文本摘录:
┌──
迭代100: w=0.95, b=1.2 → 损失=0.85

最终模型: y = 0.95*x + 1.2
R²分数: 0.89

逻辑回归

用于二分类问题的线性模型,通过 sigmoid 函数输出概率。

特点:

  • 概率输出:输出属于正类的概率
  • 线性决策边界:在特征空间中创建线性分隔
  • 最大似然估计:通过最大化似然函数求解参数
javascript
// 逻辑回归实现
export class LogisticRegression extends SupervisedLearning {
  constructor(learningRate = 0.01, iterations = 1000, regularization = 0) {
    super();
    this.learningRate = learningRate;
    this.iterations = iterations;
    this.regularization = regularization;
    this.weights = null;
    this.bias = 0;
    this.lossHistory = [];
  }

  // Sigmoid函数
  sigmoid(z) {
    return 1 / (1 + Math.exp(-z));
  }

  // 计算损失函数(对数损失)
  computeLoss(predictions, labels) {
    let loss = 0;
    const n = labels.length;
    
    for (let i = 0; i < n; i++) {
      const y = labels[i];
      const p = predictions[i];
      loss += y * Math.log(p) + (1 - y) * Math.log(1 - p);
    }
    
    // 添加正则化项
    if (this.regularization > 0) {
      const regTerm = this.weights.reduce((sum, w) => sum + w * w, 0);
      loss -= this.regularization * regTerm;
    }
    
    return -loss / n;
  }

  // 训练模型
  train(features, labels) {
    const n = features.length;
    const m = features[0].length;
    
    // 初始化参数
    this.weights = new Array(m).fill(0);
    this.bias = 0;
    this.lossHistory = [];

    // 梯度下降
    for (let iter = 0; iter < this.iterations; iter++) {
      const weightGradients = new Array(m).fill(0);
      let biasGradient = 0;
      const predictions = [];

      // 前向传播和梯度计算
      for (let i = 0; i < n; i++) {
        const z = this.bias + this.weights.reduce((sum, w, j) => sum + w * features[i][j], 0);
        const prediction = this.sigmoid(z);
        predictions.push(prediction);
        
        const error = prediction - labels[i];
        
        // 计算梯度
        for (let j = 0; j < m; j++) {
          weightGradients[j] += error * features[i][j];
        }
        biasGradient += error;
      }

      // 更新参数(带正则化)
└──
记录数据:
┌──
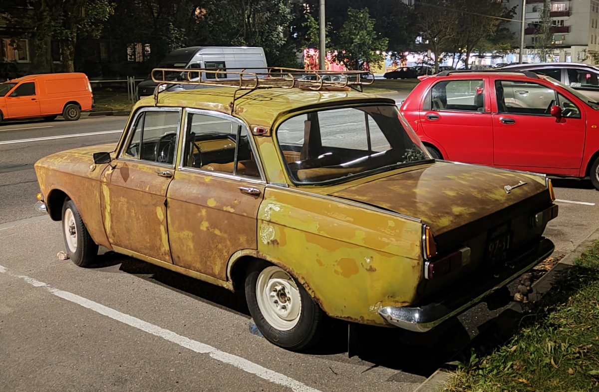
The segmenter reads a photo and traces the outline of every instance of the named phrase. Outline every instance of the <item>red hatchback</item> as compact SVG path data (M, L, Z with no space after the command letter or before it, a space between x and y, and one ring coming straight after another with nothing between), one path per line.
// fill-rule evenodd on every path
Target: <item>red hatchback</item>
M590 177L599 189L599 103L550 77L442 72L401 111L437 159Z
└──
任务说明: 根据文本摘录,逻辑回归通过什么函数输出概率? 请仅依据文本摘录作答,无需参考数据。

任务解答: sigmoid 函数。